= National assizes of 1967 (Estates General of French Canada) =

The National assizes of 1967 were the second meeting of the Estates General of French Canada. They were held from November 23 to 26 at Place des Arts in Montreal, Quebec, Canada.

== Preparation ==
The preparation of the national assizes of 1967 started soon after the conclusion of the Preliminary assizes of 1966. The Estates General launched a subscription to gather the sum of C$300,000 as decreed by the delegates during the preliminary assizes. That money went to organizing the elections, defraying the travelling expenses of the delegation from the provinces other than Quebec, paying the salary of 12 employees, renting rooms, buy publicity, office expenses (paper, stamps, copies), etc.

In the December 1966 issue of L'Action nationale, the organizers felt compelled to make their own constitutional positions publicly known in reply to the rumour mill that had been running for over a year. They had to defend themselves from the accusation of being "separatists".

== Participants ==
Participants to the national assizes of 1967 belonged to two categories: delegates and observers. The first numbered 1623 people and the second 436, for a total of 2059 participants. Delegation members were in turn subdivided into three groups: the territorial delegation, the associations' delegation and the exterior delegation.

- Territorial delegation
On April 16, 1967, 1620 delegates, 15 in each of the Quebec's 108 electoral districts, were elected by some 17,000 representatives of citizens' associations and other institutions of civil society. These constituted the territorial delegation. 79% of the 17,000 members who had the right to vote participated to the election and consequently the representation was judged valid according to the criteria set by the preliminary assizes. In comparison, during the preliminary assizes of November 1966, the Estates General recorded the presence of 1075 territorial delegates and 17 substitutes, accounting for 68% of all elected delegates. The average age of the delegates was 41 years old.

- Delegation of the associations

549 French-Canadian associations or institutions were invited to appoint a delegate to the assizes. 261 such delegates were appointed and 167 participated to the event.

- Exterior delegation

The delegates representing the French-Canadian and Acadian minority groups numbered 430 people. Representing 17% of the French-speaking population of Canada, they were grouped into three regions: Ontario which had the right to 201 delegates sent 88, Acadia (or the Maritime provinces) sent 85 of 124 possible delegates and Western Canada sent 91 of 96. There were accordingly 364 delegates representing francophones from Canada outside Quebec. Francophone minorities from the United States were not represented, but they were numerous among the observers.

● ● ●

- Given instruction 1: Gather every line of the listing below that contains the string "jersey", treating uppercase and lowercase as distinct.

- Entries provided:
● ● ●

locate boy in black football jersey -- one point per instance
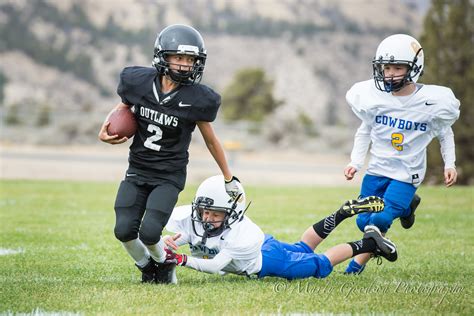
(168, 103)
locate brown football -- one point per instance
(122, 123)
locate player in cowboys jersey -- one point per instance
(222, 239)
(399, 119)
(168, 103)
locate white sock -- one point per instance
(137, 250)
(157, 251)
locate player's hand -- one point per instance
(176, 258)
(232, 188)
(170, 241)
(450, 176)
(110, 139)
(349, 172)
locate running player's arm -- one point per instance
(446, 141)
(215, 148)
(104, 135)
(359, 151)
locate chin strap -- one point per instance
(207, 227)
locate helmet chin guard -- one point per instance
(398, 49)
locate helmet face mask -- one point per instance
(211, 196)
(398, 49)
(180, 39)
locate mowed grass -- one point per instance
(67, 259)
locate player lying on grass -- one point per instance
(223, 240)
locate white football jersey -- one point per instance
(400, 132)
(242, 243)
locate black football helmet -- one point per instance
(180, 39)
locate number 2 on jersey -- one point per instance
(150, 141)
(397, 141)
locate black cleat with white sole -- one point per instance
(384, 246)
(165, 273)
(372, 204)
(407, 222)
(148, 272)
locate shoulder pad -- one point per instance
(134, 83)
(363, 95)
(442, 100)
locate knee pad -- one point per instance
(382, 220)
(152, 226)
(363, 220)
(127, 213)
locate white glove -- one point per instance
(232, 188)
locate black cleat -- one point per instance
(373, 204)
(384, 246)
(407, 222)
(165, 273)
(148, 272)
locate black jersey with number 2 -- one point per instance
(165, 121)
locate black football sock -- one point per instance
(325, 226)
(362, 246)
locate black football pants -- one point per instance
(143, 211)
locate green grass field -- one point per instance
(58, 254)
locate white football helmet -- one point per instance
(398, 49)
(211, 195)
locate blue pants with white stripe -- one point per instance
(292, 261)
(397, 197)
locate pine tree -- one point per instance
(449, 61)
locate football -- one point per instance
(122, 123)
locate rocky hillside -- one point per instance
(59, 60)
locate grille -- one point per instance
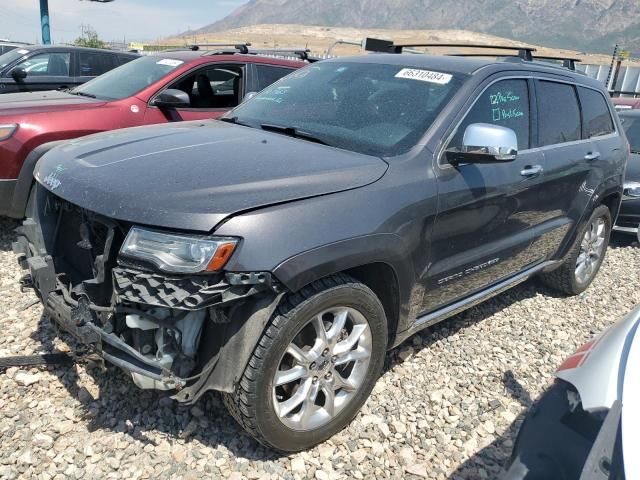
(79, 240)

● ● ●

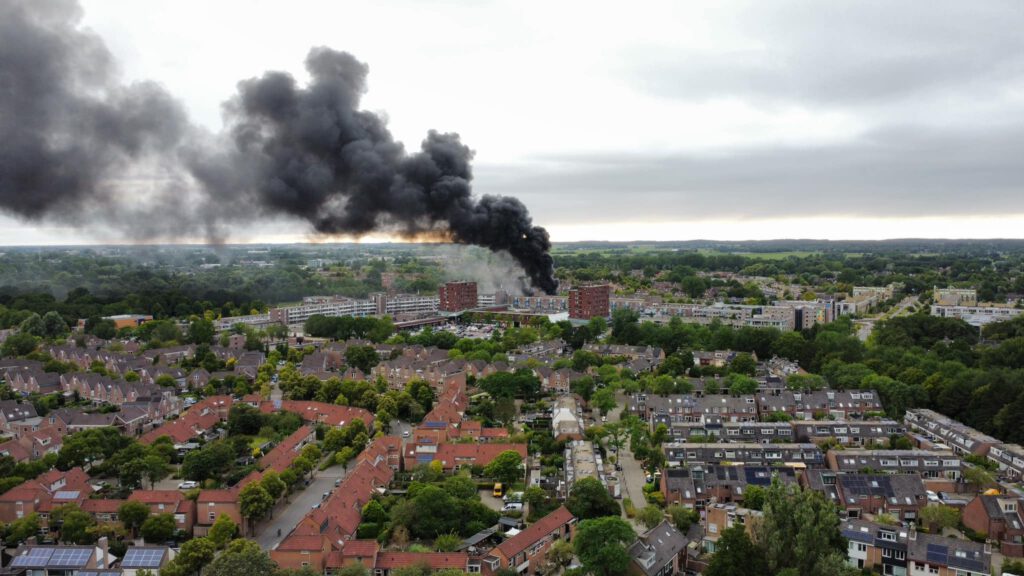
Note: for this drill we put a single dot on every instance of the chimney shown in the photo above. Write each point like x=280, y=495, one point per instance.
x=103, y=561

● ● ●

- Given instruction 2: Continue the article above on the 1967 National assizes of the Estates General of French Canada, picking up after its final sentence.

- Exercise response 1:
locate boy in black football jersey -- one point per instance
locate player in cowboys jersey -- one point per instance
locate white football jersey -- one point per instance
locate number 2 on jersey -- one point per instance
locate black jersey with number 2 -- one point per instance

- Exercise response 2:
- Observers

491 observer passes were emitted by the Estates General. 437 people made use of such passes. Among the observers were four diplomats (three consuls of France and one ambassador from Rwanda), 11 members of the Quebec or Canadian parliament, seven senior officials, 11 delegated from Franco-American institutions and one delegate from Belgium, 23 academics and councillors, 66 representatives of various associations or institutions, 177 individual observers, and 92 representatives of the printed press.

== Progress ==
Before the opening of the national assizes, the delegation received some "basic documents" and "working papers" prepared by the general commission from the resulting work of the preliminary assizes. According to the general commission, the intention behind these somewhat technical documents were to "lay down on a realistic and reasoned basis" the particular problems of French Canada while remaining accessible to the public. In doing this, the commission attempted to give a direction to the discussion so that it does not produce "dialogues of the deaf which turn to fist fight or bawling out" that never fail to occur when the constitutional options available to French Canadians are at issue. Still according to the general commission, these options were described as the status quo, cooperative federalism, a particular status, associated state, or full sovereignty.

During the opening session of November 23, the general assembly of delegated listened to an introductory prayer by Mgr Paul Grégoire, a speech by Mayor of Montreal Jean Drapeau, a posthumous tribute to Lionel Groulx presented by the executive director of the Estates General Rosaire Morin, and finally a speech by Jacques-Yvan Morin, president general of the organizing commission. The premier of Quebec, Daniel Johnson, and the leader of the opposition, Jean Lesage, each communicated a message. The delegates then adopted the rules and procedures of the national assizes, which consisted of six "technical projects": 1) the procedures governing the study groups, 2) the procedure of the workshops (revision groups), 3) the procedure of the general assemblies, 4) the voting mechanism, 5) the election of the general commission, and 6) the agenda or program of the assizes.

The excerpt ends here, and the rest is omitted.